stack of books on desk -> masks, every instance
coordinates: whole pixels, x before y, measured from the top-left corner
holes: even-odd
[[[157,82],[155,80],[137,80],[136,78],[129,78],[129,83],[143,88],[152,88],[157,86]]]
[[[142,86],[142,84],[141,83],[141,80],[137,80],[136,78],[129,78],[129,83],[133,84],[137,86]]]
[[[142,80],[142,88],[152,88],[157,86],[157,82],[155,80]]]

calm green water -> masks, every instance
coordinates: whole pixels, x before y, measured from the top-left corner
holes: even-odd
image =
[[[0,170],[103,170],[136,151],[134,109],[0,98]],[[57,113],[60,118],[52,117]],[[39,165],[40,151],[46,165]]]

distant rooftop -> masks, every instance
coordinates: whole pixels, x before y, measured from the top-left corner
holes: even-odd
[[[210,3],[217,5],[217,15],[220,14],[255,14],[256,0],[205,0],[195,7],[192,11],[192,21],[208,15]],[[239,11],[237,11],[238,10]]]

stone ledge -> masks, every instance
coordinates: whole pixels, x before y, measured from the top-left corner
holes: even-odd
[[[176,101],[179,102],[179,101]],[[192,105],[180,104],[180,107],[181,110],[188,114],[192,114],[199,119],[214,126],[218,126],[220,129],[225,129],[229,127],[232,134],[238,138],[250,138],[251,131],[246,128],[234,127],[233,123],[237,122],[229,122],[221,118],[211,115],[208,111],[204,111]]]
---------------
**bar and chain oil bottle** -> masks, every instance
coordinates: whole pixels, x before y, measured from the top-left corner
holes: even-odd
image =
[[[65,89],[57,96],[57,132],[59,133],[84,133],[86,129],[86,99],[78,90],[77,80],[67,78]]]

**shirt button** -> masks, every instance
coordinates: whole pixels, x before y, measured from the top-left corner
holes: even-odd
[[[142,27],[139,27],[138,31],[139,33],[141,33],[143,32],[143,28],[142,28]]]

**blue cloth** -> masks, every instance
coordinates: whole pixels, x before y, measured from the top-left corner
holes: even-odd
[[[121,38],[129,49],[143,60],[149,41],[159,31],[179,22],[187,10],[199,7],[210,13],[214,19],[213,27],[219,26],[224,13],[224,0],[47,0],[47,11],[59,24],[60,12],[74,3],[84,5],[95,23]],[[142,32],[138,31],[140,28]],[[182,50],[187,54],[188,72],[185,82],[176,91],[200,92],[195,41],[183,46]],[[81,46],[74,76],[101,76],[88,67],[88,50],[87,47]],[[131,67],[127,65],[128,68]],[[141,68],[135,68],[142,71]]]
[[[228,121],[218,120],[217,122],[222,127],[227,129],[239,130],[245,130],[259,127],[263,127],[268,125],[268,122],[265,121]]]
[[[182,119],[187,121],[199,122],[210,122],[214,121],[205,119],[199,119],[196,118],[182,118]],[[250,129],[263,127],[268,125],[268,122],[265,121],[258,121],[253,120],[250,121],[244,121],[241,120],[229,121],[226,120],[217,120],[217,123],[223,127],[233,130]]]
---------------
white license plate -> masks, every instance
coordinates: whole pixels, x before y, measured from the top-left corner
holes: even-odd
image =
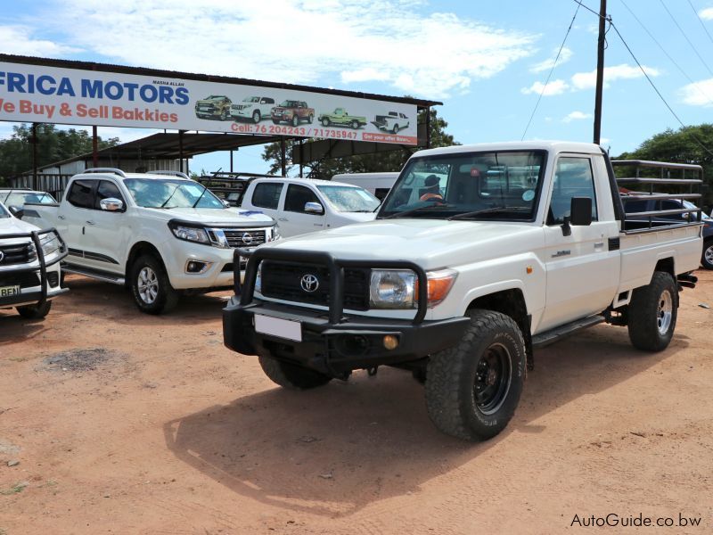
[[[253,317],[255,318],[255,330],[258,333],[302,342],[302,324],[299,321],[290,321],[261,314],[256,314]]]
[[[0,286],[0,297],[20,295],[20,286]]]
---------------
▸ WHAT THE TASK ASKS:
Pull out each line of the records above that contains the word "every", copying those lines in full.

▸ TASK RESULT:
stack of books on desk -> masks, every instance
calm green water -> masks, every instance
distant rooftop -> masks, every instance
stone ledge -> masks, every instance
**bar and chain oil bottle** -> masks, every instance
**shirt button** -> masks, every instance
**blue cloth** -> masks, every instance
white license plate -> masks, every instance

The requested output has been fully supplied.